→ Exercise text
- Location: Wah Cantonment, Pakistan
- Date: 21 August 2008 (UTC+5)
- Target: Pakistan Ordnance Factories
- Attack type: Suicide attacks
- Deaths: 70
- Injured: 100+

= 2008 Wah bombing =

Double suicide attack on the Pakistan Ordnance Factories

The 2008 Wah bombing was a double suicide attack on the Pakistan Ordnance Factories (POF) in Wah, Pakistan, on 21 August 2008. The attack, which killed more than 100 and wounded over 200 is the deadliest on a military site in Pakistan's history. Both bombers detonated themselves at the factory's gates while workers were changing shifts.

==Background==
The Pakistan Ordnance Factories (POF) in Wah, Pakistan, is the center of the country's defence industry. Nearly 25,000 workers are employed there to produce explosives, weapons and other conventional arms and ammunition.

→ Entries provided
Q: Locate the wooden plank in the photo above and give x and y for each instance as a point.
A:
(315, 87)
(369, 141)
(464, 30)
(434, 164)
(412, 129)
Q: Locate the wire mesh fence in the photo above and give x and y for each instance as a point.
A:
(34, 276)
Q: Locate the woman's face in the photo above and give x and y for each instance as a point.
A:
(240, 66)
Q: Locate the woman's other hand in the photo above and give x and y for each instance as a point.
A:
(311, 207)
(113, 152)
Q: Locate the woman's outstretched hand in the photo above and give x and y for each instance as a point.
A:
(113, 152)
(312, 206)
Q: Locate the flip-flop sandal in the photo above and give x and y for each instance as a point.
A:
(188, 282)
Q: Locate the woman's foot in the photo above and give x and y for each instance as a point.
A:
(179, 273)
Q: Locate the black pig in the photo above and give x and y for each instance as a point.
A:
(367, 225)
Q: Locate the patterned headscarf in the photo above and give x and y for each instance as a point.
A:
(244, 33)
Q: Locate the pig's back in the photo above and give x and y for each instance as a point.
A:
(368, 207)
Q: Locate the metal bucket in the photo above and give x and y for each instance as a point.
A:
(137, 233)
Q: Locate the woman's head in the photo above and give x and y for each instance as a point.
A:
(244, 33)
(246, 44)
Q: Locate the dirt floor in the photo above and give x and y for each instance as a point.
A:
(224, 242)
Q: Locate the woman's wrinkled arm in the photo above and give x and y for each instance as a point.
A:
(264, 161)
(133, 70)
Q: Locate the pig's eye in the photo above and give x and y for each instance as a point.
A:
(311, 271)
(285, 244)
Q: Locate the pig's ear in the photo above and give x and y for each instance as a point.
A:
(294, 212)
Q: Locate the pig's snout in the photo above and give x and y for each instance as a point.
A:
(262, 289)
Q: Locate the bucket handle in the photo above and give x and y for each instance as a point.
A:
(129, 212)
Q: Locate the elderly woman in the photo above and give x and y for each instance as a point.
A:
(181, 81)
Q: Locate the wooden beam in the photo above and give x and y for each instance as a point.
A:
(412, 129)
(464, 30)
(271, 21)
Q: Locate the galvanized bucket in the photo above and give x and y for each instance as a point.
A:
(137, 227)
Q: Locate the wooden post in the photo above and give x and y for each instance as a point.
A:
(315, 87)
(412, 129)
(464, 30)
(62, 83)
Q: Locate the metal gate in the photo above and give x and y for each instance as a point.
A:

→ What this task involves
Reproduce, word for word, the passage of the 2008 Wah bombing article starting at "- Target: Pakistan" and ending at "were changing shifts.".

→ Answer space
- Target: Pakistan Ordnance Factories
- Attack type: Suicide attacks
- Deaths: 70
- Injured: 100+

= 2008 Wah bombing =

Double suicide attack on the Pakistan Ordnance Factories

The 2008 Wah bombing was a double suicide attack on the Pakistan Ordnance Factories (POF) in Wah, Pakistan, on 21 August 2008. The attack, which killed more than 100 and wounded over 200 is the deadliest on a military site in Pakistan's history. Both bombers detonated themselves at the factory's gates while workers were changing shifts.